*Request:*
Which lines in the material below contain the string "breast", matching case exactly? Copy each of those lines in full.

*Listing:*
------

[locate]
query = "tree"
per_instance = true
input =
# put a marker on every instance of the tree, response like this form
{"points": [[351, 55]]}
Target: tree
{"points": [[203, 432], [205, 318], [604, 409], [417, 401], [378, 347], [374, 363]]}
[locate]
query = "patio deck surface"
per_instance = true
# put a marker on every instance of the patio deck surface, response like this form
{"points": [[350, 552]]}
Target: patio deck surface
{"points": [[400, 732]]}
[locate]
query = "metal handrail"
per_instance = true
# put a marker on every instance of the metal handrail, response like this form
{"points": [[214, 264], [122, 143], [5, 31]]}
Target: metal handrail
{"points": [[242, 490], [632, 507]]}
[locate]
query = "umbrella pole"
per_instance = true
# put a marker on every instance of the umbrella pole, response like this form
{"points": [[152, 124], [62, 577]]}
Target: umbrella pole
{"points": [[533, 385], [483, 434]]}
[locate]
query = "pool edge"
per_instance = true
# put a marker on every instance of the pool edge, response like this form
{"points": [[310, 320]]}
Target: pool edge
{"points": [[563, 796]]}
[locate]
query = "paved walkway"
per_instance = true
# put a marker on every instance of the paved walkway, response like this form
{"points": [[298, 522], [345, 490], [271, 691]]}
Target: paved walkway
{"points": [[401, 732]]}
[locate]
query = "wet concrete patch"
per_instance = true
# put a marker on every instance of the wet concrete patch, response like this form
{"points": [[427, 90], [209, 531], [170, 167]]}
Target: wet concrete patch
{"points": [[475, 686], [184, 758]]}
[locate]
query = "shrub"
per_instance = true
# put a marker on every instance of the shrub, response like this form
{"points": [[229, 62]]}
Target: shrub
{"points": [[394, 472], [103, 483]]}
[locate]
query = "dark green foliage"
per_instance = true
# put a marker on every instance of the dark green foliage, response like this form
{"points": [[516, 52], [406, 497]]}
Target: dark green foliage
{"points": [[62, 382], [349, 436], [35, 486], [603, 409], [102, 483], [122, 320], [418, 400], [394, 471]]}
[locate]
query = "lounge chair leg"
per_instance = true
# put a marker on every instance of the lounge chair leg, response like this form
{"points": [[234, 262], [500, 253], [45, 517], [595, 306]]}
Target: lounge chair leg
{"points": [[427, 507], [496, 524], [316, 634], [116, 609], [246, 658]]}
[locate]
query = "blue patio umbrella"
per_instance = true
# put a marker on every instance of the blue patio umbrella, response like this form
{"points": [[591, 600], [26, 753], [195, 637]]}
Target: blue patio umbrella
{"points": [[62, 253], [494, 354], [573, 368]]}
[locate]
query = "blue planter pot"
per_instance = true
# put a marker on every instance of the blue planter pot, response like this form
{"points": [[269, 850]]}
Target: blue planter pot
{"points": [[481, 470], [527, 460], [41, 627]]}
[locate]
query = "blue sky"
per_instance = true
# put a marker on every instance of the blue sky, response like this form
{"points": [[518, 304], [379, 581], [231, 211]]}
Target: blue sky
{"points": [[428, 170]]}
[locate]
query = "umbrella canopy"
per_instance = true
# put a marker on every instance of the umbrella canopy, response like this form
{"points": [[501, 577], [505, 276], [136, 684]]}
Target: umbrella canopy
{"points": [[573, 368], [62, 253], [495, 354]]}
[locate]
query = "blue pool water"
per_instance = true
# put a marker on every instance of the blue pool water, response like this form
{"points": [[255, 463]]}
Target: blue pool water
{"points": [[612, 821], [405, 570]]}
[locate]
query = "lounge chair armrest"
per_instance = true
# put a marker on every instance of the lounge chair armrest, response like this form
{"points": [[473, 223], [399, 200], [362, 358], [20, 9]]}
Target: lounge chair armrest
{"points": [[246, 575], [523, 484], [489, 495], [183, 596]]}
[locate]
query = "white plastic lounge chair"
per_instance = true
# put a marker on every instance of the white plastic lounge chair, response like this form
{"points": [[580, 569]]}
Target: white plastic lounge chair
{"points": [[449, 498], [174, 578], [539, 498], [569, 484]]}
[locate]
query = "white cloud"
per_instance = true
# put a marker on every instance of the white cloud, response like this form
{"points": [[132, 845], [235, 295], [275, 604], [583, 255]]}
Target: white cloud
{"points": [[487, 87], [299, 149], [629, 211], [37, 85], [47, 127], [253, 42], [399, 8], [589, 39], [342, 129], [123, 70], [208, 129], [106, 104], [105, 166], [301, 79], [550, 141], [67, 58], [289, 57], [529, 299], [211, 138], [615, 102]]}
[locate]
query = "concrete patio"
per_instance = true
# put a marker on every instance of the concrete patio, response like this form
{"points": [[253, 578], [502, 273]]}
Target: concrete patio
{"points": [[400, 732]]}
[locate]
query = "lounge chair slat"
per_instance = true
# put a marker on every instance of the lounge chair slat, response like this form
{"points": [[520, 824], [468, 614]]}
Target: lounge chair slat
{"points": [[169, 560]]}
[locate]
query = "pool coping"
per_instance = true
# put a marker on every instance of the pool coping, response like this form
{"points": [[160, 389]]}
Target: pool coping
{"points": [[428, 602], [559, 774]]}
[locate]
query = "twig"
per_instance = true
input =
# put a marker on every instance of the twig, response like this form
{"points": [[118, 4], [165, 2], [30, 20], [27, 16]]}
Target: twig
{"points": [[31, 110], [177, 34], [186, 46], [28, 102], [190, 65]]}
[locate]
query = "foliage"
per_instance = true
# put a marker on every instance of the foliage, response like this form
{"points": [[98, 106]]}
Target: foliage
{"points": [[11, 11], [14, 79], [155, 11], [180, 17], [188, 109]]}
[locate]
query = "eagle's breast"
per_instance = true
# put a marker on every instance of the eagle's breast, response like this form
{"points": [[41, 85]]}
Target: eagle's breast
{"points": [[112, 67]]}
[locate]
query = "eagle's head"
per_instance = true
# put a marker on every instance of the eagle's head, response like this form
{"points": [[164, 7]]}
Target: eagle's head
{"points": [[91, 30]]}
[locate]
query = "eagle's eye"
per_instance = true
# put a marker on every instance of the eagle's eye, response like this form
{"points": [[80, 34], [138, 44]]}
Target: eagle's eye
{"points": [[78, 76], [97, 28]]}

------

*Reply:*
query = "eagle's breast"
# put a marker on every instance of the eagle's breast, response like this form
Target: eagle's breast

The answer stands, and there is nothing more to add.